> [Task set]
**a)** Edit the Doxil article from "A Johnson &" through "of the year." by swapping "creative problem solving" for "inventive troubleshooting".
**b)** Please resume the Doxil article, picking up after its last sentence.

> [Document text]
········
J&J builds 9-month supply of Doxil with creative problem solving

Johnson & Johnson is building a 9-month supply of Doxil.--Courtesy of J&J

A Johnson & Johnson ($JNJ) exercise in creative problem solving has paid off for doctors and patients who rely on its ovarian cancer drug Doxil, availability of which has been uncertain for years. Its Janssen unit has accumulated a significant supply after assuming manufacturing at Boehringer Ingelheim plant that otherwise was closed down at the end of the year.

Spokeswoman Linda Davis said in an email that Janssen's temporary lease of facilities at the Bedford, OH, plant was not extended after lapsing at the end of June, but that the company had manufactured "sufficient supplies of Doxil to last more than 9 months." Doxil is sold as Caelyx in some countries. The product will be available on a lot-by-lot basis, assuming the FDA approves them, which it so far has done for the product manufactured in Janssen's alternative process. In fact, Janssen informed providers Thursday that a new lot had been approved and was available for distribution. Meanwhile, Davis said, plans to establish two manufacturing sites to manufacture the drug were "progressing well."
········
[Source records]

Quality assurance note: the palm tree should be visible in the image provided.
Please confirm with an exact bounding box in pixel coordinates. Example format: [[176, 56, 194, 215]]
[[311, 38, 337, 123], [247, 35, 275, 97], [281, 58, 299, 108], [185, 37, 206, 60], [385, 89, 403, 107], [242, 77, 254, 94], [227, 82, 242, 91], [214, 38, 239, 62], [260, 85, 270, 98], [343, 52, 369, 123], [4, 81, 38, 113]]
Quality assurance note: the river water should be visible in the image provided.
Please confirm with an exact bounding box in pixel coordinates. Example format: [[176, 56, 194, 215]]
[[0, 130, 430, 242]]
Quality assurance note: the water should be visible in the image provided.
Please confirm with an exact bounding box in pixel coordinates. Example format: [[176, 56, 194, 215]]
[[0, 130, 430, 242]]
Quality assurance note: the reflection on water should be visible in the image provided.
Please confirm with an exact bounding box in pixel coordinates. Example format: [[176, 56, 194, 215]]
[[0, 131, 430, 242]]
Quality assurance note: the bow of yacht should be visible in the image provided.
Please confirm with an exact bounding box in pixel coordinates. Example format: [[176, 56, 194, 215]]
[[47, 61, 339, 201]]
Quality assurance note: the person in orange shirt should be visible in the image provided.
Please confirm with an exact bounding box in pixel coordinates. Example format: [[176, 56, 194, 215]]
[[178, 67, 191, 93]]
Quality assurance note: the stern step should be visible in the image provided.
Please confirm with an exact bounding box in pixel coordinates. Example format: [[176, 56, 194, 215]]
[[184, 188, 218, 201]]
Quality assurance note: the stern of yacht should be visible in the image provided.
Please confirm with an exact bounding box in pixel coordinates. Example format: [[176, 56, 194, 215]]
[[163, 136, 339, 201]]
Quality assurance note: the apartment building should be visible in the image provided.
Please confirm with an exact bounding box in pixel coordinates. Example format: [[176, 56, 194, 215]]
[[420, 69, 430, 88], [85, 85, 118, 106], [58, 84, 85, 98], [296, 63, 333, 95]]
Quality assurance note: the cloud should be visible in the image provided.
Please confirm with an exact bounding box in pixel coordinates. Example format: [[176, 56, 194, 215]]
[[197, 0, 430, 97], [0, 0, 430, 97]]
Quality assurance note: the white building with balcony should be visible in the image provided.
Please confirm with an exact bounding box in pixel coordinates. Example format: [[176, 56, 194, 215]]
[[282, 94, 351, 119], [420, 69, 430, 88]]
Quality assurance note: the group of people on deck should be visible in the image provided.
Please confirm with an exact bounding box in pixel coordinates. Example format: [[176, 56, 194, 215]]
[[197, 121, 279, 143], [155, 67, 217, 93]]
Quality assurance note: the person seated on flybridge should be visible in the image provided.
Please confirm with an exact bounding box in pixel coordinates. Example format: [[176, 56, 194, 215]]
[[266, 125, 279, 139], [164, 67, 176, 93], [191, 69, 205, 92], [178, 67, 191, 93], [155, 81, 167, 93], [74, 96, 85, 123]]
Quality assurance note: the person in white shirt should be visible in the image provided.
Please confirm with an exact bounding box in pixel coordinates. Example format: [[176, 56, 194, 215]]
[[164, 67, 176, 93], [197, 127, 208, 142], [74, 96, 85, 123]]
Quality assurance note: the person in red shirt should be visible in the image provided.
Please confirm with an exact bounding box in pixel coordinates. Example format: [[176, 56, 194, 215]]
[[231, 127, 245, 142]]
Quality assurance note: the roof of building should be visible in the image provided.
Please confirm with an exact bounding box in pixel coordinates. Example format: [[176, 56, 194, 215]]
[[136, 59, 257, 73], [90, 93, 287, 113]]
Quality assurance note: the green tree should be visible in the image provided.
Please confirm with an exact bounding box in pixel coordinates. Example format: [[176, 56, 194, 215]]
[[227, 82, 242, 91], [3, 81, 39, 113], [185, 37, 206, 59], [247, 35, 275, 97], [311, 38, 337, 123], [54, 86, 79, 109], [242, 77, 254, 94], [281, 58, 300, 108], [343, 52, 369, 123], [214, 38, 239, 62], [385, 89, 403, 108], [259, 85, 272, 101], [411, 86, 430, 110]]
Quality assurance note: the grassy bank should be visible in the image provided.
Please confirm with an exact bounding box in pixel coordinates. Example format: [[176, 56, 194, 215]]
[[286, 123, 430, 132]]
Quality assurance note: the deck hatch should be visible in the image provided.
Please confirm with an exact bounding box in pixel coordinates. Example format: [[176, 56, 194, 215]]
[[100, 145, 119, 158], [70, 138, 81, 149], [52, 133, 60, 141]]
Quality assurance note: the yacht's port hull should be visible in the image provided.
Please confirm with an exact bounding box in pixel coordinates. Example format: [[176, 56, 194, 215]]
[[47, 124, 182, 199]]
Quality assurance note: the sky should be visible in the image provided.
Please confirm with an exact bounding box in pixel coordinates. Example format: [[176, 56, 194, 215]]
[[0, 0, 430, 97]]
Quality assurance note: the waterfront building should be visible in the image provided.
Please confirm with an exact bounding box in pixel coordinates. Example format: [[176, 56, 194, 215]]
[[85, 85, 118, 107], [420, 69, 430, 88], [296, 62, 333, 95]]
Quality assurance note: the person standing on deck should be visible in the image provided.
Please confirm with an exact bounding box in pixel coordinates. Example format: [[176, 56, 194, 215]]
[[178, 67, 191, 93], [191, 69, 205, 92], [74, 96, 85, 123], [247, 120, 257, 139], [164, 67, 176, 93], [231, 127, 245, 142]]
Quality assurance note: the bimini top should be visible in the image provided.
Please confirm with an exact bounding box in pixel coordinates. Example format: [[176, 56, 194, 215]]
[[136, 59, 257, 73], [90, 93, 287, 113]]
········
> [Answers per task]
**a)**
A Johnson & Johnson ($JNJ) exercise in inventive troubleshooting has paid off for doctors and patients who rely on its ovarian cancer drug Doxil, availability of which has been uncertain for years. Its Janssen unit has accumulated a significant supply after assuming manufacturing at Boehringer Ingelheim plant that otherwise was closed down at the end of the year.

**b)**
Branded Doxil, although off patent, has remained a popular drug. But shortages arose in 2011 when Ben Venue, a division of Germany's Boehringer Ingelheim, had to close the Bedford, OH, plant to make upgrades after FDA inspectors noted huge issues with it. Janssen's long-term plan was to get new contractors approved to produce the drug. But it needed a short-term solution.

In January 2013, Janssen worked out a deal where the plant made bulk Doxil, and some other processes including sterile filtration and packaging were done at another facility. But the situation got even more complex when Boehringer Ingelheim determined last year that the operating losses it faced at the Bedford plant were more than it was prepared to bear and decided to close the plant at the end of the year and lay off its 1,100 employees.

Janssen, which was in litigation with Boehringer for failing to live up to its supply promises, negotiated a 6-month lease with Ben Venue, and took over the Doxil-making portion of the plant. It sought FDA approval to bring in its own folks to handle the bulk product manufacturing and continue to hand off fill and finish to the contractor. The FDA agreed and has been approving lots as they have been needed for distribution.

Now that Janssen is done there, Boehringer has someone else ready to determine the large facility's future. Yesterday, Jordan's Hikma said that it had agreed to take ownership of the plant, after striking a deal in May to buy the generic injectable drug unit of Boehringer Ingelheim's Ben Venue Laboratories group for up to $300 million. It said it would move some of the new equipment in the facility to its other sterile injectable drug manufacturing facilities, as it ponders whether to reactivate any of the four plants at the site. It said one of the biggest assets of the deal with the R&D facilities and employees in Bedford, which will help it more quickly get the products it bought from Boehringer back into the market.